> To do
Quote every one of the records below word for word, omitting the pictures.

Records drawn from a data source
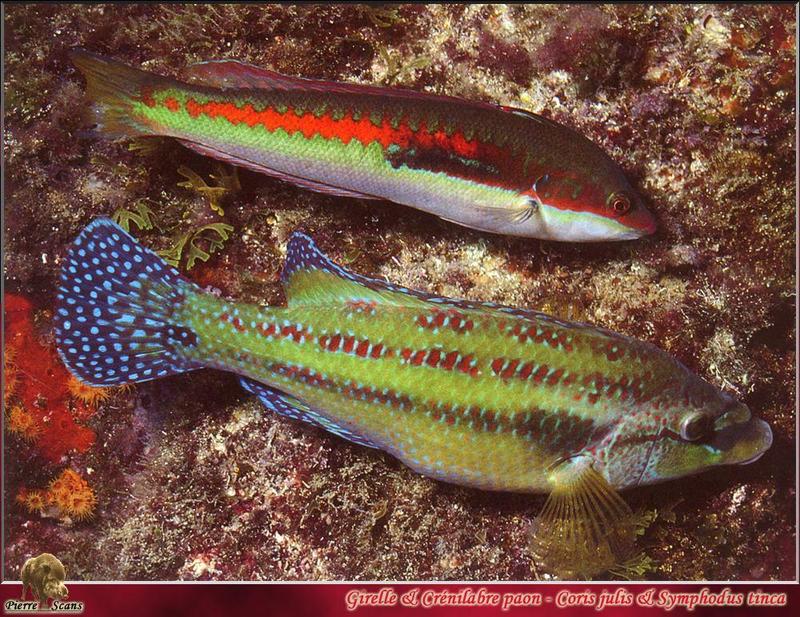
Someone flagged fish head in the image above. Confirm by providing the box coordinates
[627,377,772,484]
[530,161,656,242]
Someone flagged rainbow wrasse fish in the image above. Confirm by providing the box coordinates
[55,219,772,576]
[72,51,655,242]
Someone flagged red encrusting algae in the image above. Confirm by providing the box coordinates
[3,294,95,463]
[17,469,97,520]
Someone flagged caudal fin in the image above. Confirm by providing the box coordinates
[69,49,166,137]
[55,218,201,386]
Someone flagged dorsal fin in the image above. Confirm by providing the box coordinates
[281,232,432,306]
[185,60,313,90]
[184,60,503,111]
[281,232,575,327]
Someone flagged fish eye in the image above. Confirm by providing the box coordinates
[681,413,713,441]
[608,193,631,216]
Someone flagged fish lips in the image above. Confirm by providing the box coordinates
[709,417,773,465]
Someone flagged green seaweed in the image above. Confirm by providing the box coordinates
[111,199,154,231]
[158,223,233,270]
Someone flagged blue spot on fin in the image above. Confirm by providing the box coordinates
[239,377,378,448]
[54,218,200,386]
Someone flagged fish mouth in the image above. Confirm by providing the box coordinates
[712,417,773,465]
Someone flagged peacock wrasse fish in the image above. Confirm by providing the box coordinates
[55,219,772,575]
[71,50,655,242]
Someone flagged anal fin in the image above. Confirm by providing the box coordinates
[239,377,378,448]
[531,457,635,579]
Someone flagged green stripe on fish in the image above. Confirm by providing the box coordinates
[55,219,772,573]
[72,51,655,242]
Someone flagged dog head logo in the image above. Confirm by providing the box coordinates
[20,553,67,608]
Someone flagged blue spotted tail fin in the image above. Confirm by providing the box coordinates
[55,218,200,386]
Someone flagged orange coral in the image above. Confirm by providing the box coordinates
[7,405,42,441]
[47,469,97,520]
[67,375,111,409]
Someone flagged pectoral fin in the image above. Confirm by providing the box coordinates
[475,201,538,225]
[531,457,635,579]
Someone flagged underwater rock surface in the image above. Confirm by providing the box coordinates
[3,4,796,580]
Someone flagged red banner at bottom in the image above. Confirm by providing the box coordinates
[0,582,800,617]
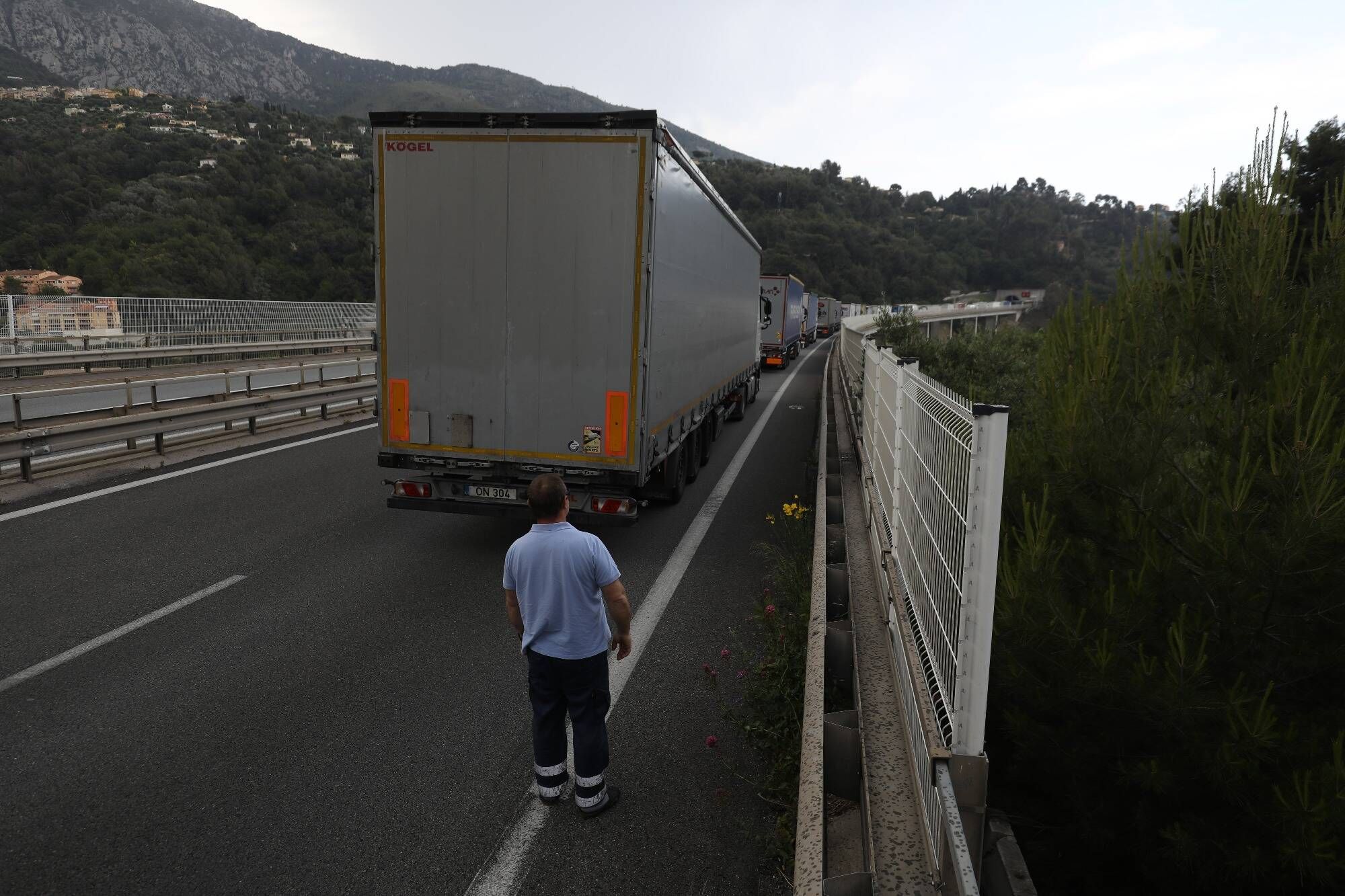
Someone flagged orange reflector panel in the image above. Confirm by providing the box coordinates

> Worked solution
Someone flagged fish head in the image above. Confirm by providing the box coordinates
[627,377,772,484]
[530,161,656,242]
Someone flagged rainbow wrasse fish in the image above. Confirm by providing the box coordinates
[55,219,772,576]
[72,51,655,242]
Someone flagged red encrusting algae in the image above. Confirm by providing the box coordinates
[3,294,95,463]
[17,469,97,520]
Someone flagged caudal fin in the image above. Confirm by providing the box coordinates
[69,49,166,137]
[55,218,201,386]
Someone flagged dorsal fin in the image above. Confirm by providing the box coordinates
[281,232,432,306]
[185,60,313,90]
[184,60,503,111]
[281,232,575,327]
Someone flagged fish eye in the image above. Confirm by providing the box coordinates
[681,413,713,441]
[608,193,631,216]
Someone flagged fish lips in the image above. Confirm by providing the box coordinates
[709,417,773,465]
Someone flagged green seaweed in the image above. Confirm by providing the box coordinates
[111,199,154,231]
[158,223,233,270]
Someone flagged blue spot on fin in the image above. Confirm by providing the box coordinates
[239,377,378,448]
[54,218,200,386]
Someone flagged fish mouth in the image above. Confirm by providing the box coordinates
[712,417,773,465]
Someone flagged peacock wrasse fish in the image above. Confirm by providing the box coordinates
[55,219,772,575]
[71,50,655,242]
Someone flagged anal fin in the image above. Confirm by providing the box coordinates
[239,377,378,448]
[531,457,635,579]
Someone flagged green stripe on fish in the image above. Confirm by providing the box coordinates
[55,219,772,573]
[72,51,655,242]
Someone flagged dog head logo in the image above. Confirm by providing the box coordinates
[20,553,67,608]
Someone flagged blue spotted tail fin in the image above. Confirm by providing the box coordinates
[55,218,200,386]
Someone flagged orange coral in the image above. Confirm by providing the box coordinates
[7,405,42,441]
[47,469,97,520]
[67,375,111,409]
Someone flagged pectoral fin in the image above. Confirm by providing the box coordinates
[475,201,538,225]
[531,457,635,579]
Someone flagged underwater rock surface in the image above. Confirm by providing the box coordinates
[3,4,796,580]
Someone flagged red banner at bottom in the image above. Confirm by providing the box coordinates
[0,582,800,617]
Someone flagged orange reflector panel in the image above. Confirm by providing the box coordinates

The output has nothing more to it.